■ Consignes de l'exercice ■
Transformez l'ensemble des enregistrements ci-dessous en liste numérotée, une ligne par entrée, en omettant les lignes vides.

Annotation de contours
____________

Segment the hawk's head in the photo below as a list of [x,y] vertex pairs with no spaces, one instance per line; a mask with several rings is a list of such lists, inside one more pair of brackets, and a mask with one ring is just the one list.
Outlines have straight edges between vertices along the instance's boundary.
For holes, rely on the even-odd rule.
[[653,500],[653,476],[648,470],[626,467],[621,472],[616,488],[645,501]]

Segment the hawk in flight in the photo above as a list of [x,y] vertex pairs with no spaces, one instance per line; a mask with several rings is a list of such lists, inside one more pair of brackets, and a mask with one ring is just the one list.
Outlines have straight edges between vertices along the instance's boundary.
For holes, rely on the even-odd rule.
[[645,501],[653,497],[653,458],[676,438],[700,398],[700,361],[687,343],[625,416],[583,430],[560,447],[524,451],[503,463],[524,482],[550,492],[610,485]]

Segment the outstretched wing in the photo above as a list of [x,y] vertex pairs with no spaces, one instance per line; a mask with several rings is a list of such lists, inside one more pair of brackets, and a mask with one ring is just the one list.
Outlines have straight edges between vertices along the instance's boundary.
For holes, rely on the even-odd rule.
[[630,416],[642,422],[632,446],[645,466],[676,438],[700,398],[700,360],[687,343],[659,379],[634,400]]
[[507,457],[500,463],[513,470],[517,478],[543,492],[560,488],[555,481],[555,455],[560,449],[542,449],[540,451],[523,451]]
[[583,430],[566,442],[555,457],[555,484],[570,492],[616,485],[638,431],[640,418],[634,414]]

____________

■ Réponse attendue ■
1. Segment the hawk's head in the photo below as a list of [x,y] vertex pairs with no spaces, one instance per line; a mask with several rings is a list of such lists, inside one more pair of brackets, and a mask with one ring is just the one list.
2. Outlines have straight edges between vertices along the instance's boundary.
3. For holes, rely on the even-odd rule.
4. [[653,500],[653,476],[648,470],[626,467],[621,472],[616,488],[645,501]]
5. Segment the hawk in flight in the photo above as a list of [x,y] vertex pairs with no spaces, one instance per line; a mask with several rings is a list of such lists, inside one more pair of brackets, and a mask with one ring is just the one list.
6. Outlines have straight edges between vertices along the instance's boundary.
7. For holes, rely on the even-odd rule.
8. [[645,501],[653,497],[653,458],[676,438],[700,398],[700,361],[687,343],[625,416],[583,430],[560,447],[524,451],[503,463],[524,482],[550,492],[610,485]]
9. Segment the outstretched wing in the photo above as a list of [x,y] vertex pairs with no spaces, one instance per line; a mask with several rings is a list of such lists, inside one more pair of brackets, and a mask with one ring is just the one list.
10. Outlines have straight edges between vertices along the instance's boundary.
11. For holes, rely on the even-odd rule.
12. [[630,416],[642,422],[632,446],[645,466],[676,438],[700,398],[700,360],[687,343],[659,379],[634,400]]
13. [[507,457],[500,463],[513,470],[517,478],[543,492],[560,488],[555,481],[555,455],[560,449],[542,449],[540,451],[523,451]]
14. [[583,430],[566,442],[555,457],[555,484],[570,492],[616,485],[638,431],[640,418],[634,414]]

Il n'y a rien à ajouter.